§ **Work task**
In the Mr. Parkinson text, restate the part starting at "That’s, more or" and ending at "being a tattle-tale.", renaming "neurologist" as "doctor".

§ **Reading text**
%%

She asks who started the fight and every hand in the room goes up, “Roger did” they sing out in unison!

Teacher says, “Roger, Honey, you know you shouldn’t start fights,” and that’s the end of it.

Then, the very next recess, Roger punches little Johnny in the stomach and Johnny runs inside to tell the teacher.

Instead of running outside and fetching Roger, the teacher tells Johnny that, “nobody likes a tattle-tale” and treats him with 10 licks from her “board of education.”

That’s, more or less, what happens when I tell the neurologist that Mr. P is treating me badly. “Sit down here and take your medicine. Here’s a prescription that’s going to cost you 100 bucks.”

I usually try the new stuff for 30 days and nothing really changes except that my stomach hurts, I get the backdoor trots, I can’t sleep, have nightmares when I do doze off and so I eventually stop taking the new med. At which point I have a gradual return to what passes for normal in life with Mr. Parkinson after I’ve paid my dues for being a tattle-tale.

%%

(Referring expression data)
%%

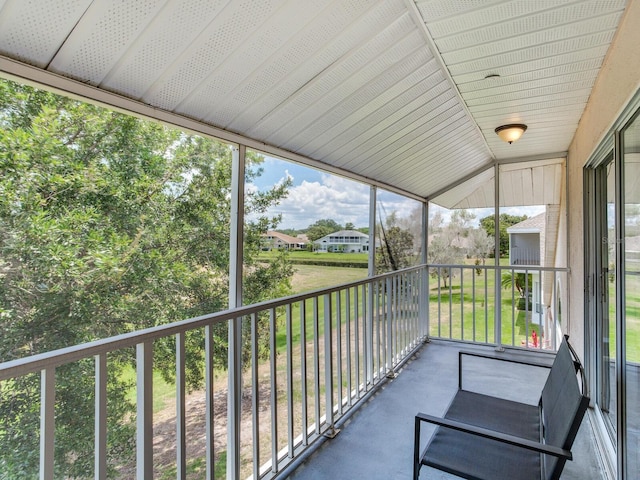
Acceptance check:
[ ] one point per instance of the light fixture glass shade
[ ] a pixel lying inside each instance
(512, 132)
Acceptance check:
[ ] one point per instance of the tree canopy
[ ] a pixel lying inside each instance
(109, 224)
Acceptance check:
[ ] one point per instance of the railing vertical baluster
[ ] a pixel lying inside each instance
(290, 416)
(47, 422)
(274, 390)
(303, 372)
(486, 305)
(424, 309)
(181, 443)
(348, 344)
(526, 308)
(255, 397)
(461, 303)
(390, 324)
(328, 365)
(556, 311)
(369, 350)
(450, 302)
(209, 403)
(473, 302)
(100, 421)
(339, 350)
(144, 428)
(356, 338)
(513, 307)
(378, 319)
(316, 364)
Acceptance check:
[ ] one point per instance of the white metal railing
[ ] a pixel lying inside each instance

%%

§ **Answer to this problem**
That’s, more or less, what happens when I tell the doctor that Mr. P is treating me badly. “Sit down here and take your medicine. Here’s a prescription that’s going to cost you 100 bucks.”

I usually try the new stuff for 30 days and nothing really changes except that my stomach hurts, I get the backdoor trots, I can’t sleep, have nightmares when I do doze off and so I eventually stop taking the new med. At which point I have a gradual return to what passes for normal in life with Mr. Parkinson after I’ve paid my dues for being a tattle-tale.